--- Excerpt ---

Businesses are Managing Costs. But Losing Control of How They Operate

South African businesses are under pressure.

Fuel costs have risen. Input costs have followed. Margins are tighter than they’ve been in years. Most organisations are responding as expected. Costs are being cut. Suppliers are being renegotiated. Operations are being adjusted to stay efficient.

On the surface, this looks like disciplined management. But something else is happening and it is far less visible. Businesses are not just managing cost pressure. They are quietly changing how they operate.

Consider what typically happens inside a business as cost pressure builds. A distribution company adjusts delivery routes to manage rising fuel costs. What used to be daily deliveries becomes three times a week. On paper, it reduces cost. In practice, stores begin holding more stock to compensate. Working capital increases. Cash becomes tighter, not because of sales but because inventory is sitting longer than planned. No one intended that outcome. But the decisions were never connected.

In another case, a manufacturer facing input cost pressure switches to a lower-cost supplier. Procurement achieves the saving. Production continues. But quality begins to vary. Rework increases. Returns follow. Margins are squeezed again, this time from the operational side. The saving still shows up in procurement. The loss shows up somewhere else.

---

- **Brief 1**
From the cost-pressure article, write out the passage from "South African businesses" to "to stay efficient.".
- **Brief 2**
Answer these questions using the cost-pressure article:
(a) Businesses in which country does the article describe as under pressure?
(b) In the distribution company example, how often are deliveries made after the routes are adjusted?
(c) What does the manufacturer switch to when facing input cost pressure?
- **Brief 3**
List the ways the cost-pressure article says most organisations are responding to the pressure.

--- Supplied entries ---

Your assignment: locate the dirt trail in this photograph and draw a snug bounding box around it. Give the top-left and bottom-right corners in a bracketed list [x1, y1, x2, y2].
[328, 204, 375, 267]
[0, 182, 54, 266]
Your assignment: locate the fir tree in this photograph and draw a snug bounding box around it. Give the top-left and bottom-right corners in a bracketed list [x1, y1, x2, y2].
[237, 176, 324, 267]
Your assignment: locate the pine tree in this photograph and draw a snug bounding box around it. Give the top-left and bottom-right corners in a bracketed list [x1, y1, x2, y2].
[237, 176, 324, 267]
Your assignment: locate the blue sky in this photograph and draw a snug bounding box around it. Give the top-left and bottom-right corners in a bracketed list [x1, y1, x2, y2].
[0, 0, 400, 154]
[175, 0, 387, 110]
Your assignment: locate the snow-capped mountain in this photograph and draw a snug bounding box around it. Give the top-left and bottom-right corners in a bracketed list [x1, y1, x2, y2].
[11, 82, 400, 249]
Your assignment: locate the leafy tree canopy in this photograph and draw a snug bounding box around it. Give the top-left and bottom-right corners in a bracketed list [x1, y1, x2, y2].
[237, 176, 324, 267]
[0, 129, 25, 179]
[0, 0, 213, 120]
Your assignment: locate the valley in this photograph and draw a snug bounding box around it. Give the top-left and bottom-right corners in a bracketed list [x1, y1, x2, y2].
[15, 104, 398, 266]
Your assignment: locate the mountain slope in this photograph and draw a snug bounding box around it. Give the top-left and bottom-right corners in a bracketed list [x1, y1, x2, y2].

---

- **Response 1**
South African businesses are under pressure.

Fuel costs have risen. Input costs have followed. Margins are tighter than they’ve been in years. Most organisations are responding as expected. Costs are being cut. Suppliers are being renegotiated. Operations are being adjusted to stay efficient.

- **Response 2**
(a) South Africa
(b) Three times a week
(c) A lower-cost supplier

- **Response 3**
Costs are being cut.
Suppliers are being renegotiated.
Operations are being adjusted to stay efficient.